— Start of Extracted material —

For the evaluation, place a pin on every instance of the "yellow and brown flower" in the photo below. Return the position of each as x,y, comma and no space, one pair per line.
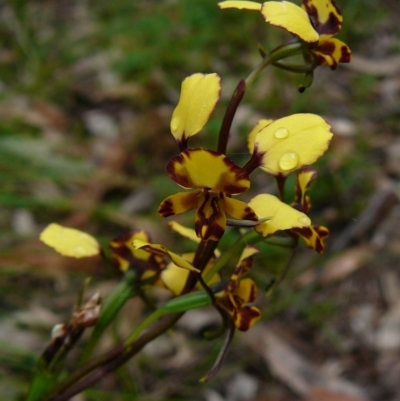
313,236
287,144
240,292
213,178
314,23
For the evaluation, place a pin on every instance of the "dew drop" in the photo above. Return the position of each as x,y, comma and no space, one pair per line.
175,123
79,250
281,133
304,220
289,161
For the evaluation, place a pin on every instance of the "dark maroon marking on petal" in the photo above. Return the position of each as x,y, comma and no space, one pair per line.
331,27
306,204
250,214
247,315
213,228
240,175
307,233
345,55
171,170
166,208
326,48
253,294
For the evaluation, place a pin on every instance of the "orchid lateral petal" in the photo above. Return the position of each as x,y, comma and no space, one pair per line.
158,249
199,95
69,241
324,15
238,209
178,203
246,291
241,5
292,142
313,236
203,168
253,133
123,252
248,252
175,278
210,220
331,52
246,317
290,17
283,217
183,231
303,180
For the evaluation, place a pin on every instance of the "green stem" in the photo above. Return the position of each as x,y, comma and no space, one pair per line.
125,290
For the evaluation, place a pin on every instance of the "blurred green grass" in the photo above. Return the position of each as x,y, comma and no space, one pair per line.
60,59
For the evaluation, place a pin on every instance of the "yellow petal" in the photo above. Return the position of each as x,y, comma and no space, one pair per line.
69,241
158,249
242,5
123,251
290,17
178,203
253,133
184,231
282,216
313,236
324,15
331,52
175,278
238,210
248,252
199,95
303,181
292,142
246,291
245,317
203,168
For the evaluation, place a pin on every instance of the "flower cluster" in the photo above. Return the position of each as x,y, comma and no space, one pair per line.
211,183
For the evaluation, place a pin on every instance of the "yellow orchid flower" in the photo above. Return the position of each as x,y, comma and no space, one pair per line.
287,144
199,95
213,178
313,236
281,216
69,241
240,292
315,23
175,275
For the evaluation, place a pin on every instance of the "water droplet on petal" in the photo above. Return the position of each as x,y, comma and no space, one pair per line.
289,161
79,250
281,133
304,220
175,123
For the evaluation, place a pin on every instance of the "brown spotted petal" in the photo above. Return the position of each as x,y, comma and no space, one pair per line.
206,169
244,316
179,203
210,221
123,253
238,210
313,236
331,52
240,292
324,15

— End of Extracted material —
— Start of Extracted material —

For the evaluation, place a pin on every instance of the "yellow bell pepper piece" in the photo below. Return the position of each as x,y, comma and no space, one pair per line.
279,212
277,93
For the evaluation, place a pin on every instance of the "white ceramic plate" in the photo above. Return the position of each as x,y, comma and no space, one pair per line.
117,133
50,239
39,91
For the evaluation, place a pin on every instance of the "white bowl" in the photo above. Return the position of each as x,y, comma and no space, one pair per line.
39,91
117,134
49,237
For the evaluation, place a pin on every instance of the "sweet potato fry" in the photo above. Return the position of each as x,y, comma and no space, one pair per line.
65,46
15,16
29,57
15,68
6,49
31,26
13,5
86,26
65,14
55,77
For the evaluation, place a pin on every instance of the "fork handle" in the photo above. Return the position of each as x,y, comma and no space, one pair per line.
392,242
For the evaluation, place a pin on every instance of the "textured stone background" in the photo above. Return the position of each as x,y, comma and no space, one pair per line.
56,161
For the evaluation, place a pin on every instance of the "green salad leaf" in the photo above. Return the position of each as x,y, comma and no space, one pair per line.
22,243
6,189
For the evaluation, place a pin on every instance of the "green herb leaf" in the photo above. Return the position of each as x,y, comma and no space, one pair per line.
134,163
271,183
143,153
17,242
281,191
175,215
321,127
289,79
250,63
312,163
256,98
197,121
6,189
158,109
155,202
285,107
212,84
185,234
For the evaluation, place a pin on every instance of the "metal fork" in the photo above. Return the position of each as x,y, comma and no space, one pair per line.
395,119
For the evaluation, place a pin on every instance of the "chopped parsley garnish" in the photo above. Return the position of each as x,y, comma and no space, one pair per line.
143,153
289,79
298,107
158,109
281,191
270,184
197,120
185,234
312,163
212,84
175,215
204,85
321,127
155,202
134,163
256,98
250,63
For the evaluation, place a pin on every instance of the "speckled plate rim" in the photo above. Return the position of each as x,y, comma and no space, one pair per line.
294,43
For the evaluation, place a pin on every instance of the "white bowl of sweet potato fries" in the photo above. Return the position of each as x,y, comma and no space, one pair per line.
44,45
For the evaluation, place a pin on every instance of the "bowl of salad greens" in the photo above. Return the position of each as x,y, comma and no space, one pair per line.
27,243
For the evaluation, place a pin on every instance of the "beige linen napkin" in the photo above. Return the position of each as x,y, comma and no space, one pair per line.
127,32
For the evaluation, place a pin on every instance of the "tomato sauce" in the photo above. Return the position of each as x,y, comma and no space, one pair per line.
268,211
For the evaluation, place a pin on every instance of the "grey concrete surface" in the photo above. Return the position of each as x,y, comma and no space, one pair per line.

— End of Extracted material —

**Your instructions:** Pull out each line of the entries above that contains the string "orchid". The match is case-sensitive.

**Output of the exercise:**
For the evaluation, place a pin on every instance of the "orchid lateral petal" in the photo above. Return the position of each as x,y, comma and no space, one pair per line.
For the evaluation, place a pin on every instance of the "yellow orchid flower" in the photo above. Return the position of each as x,y, comma and no space, one pair per line.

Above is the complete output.